*Document excerpt*.
begin
I would never say a bad word about the Daily News, a newspaper that has served my family and my city so well. If anything, I feel like a member of the Daily News family the way ballplayers stay loyal to the team that defined them until their last walk through the locker room.

I cheered and sent emails of congratulations last year when the team won a Pulitzer Prize. But I feared the paper that gave me a life would die if a buyer did not appear soon. And in the Age of Trump, when newspapers and the news media are under attack by a wannabe autocrat president, we need loud and bold newspapers like the Daily News more than ever. The work that gutsy, tenacious newspaper reporters are doing every day in Washington, DC, has replaced a spineless Congress as the sole checks and balances to an executive branch swirling in scandal, xenophobia, and international brinkmanship.

I root for anyone who wants to keep newspapers from dying in these tough times in the business.
end
Reproduce everything from "I would never" down to "the locker room." in the newspaper passage, swapping "ballplayers" for "athletes". Work only from the newspaper passage.

*Collected data*.
begin
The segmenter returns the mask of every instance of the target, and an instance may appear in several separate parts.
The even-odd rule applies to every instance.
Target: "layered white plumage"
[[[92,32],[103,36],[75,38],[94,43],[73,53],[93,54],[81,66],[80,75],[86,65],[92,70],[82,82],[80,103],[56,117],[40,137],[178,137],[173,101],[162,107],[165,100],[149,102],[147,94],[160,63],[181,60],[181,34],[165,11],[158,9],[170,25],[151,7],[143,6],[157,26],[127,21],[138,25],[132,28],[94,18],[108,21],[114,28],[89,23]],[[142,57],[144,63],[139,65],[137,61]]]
end
*Correct output*.
I would never say a bad word about the Daily News, a newspaper that has served my family and my city so well. If anything, I feel like a member of the Daily News family the way athletes stay loyal to the team that defined them until their last walk through the locker room.